__Textabschnitt__:

++++++++

# Logo



## Ju02 (22. August 2004)

Hi Leute (lange nicht mehr gemeldet)

Ich habe folgendes Problem:Ich komme einfach auf keine gute Idee für ein Logo.
Ich will nicht,dass ihr mir jetzt eins macht,sondern mich ein bisschen inszpiriert.
Die Situation ist folgende: Ich bin ein Deejay und bräuchte zur besseren "Vermarktung" ein ausgefallenes oder einfach gut aussehendes Logo.
Hätte vielleicht jemand eine Idee ?Ich würde das Logo schon gerne mit Deejaying und meinem Namen "BTB" in Verbindung bringen.

Danke für die Vorschläge


----------



## Jens B. (22. August 2004)

Moin!

Ich hab mich mal kurz rangesetzt und es ist das herausgekommen. Da du ja DJ bist hab ich mir gedacht, so ein "Schallplatten-Abspielgerät" wäre passend. Ich weis nicht wie man das "in der Szene" so nennt  

Ich habe das C4D-File gespeichert, falls du damit etwas anfangen kannst / willst.

Mfg
loeff


----------



## ShadowMan (22. August 2004)

Hi ihr beiden!

Das Logo an sich sieht echt nicht schlecht aus, aber ein paar kleinere Details wären sicherlich nicht schlecht und würden sehr zu Erkennbarkeit betragen. Des weiteren sollten Logos keinesfalls in Cinema4d erstellt werden.
Besser wäre da ein Vektorprogramm oder Photoshop.

Lieben Gruß,
Manuel ;-]


----------



## Systemofadown (22. August 2004)

Sodele 

Ich habe mich mal kurz 3 min hingesetz und auch mal was auf die schnelle gezaubert.

Ich finde für die Zeit die ich benötigt habe is es ziemlich gut geworden.

MFG Das System mit dem N und M Fehler ;-)

++++++++

__Aufgabe A__: Welchen Namen will Ju02 laut dem Forumsthread zum DJ-Logo mit dem Logo verbinden?
__Aufgabe B__: Setze den Forumsthread zum DJ-Logo nach dem letzten Beitrag fort.

__Material__:
++++++++

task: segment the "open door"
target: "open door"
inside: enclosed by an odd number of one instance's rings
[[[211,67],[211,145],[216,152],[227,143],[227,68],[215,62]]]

++++++++

__Schriftliche Antwort A__: Den Namen „BTB“.

__Schriftliche Antwort B__:
----------



## Jens B. (22. August 2004)

Er wollte doch nur einen Vorschlag? Dazu ist doch so ein C4D-Bild doch auch geeignet, oder nicht ?


----------



## ShadowMan (22. August 2004)

Das stimmt...wollte nur das er nicht auf "dumme" Gedanken kommt und sowas als Logo nimmt  

War keinesfalls als böse Kritik anzusehen, nicht das wir uns hier falsch verstehn *g*

Manuel ;-]


----------



## Ju02 (23. August 2004)

Wow!

Hätte nich gedacht,dass mir so viele Leute eine Antwort geben,geschweige denn ,dass sich hier noch jemand die Arbeit macht und Arbeiten postet.Ein weiterer Beweis,dass das hier eine verdammt geile Community ist mit verdammt geilen Leuten.

Jetzt ist es nur dumm,dass ich wieder rumörgeln muss :
Ich dachte eher an ein Vektorlogo(hätte mich präzieser ausdrücken müssen!).Es sollte nicht so vollgepackt wirken,jedoch viel aussagen.

Hoffentlich sehen einige Leute die Aufgabe als herausforderung und können mir helfen =).


----------



## ShadowMan (23. August 2004)

Hi Jul!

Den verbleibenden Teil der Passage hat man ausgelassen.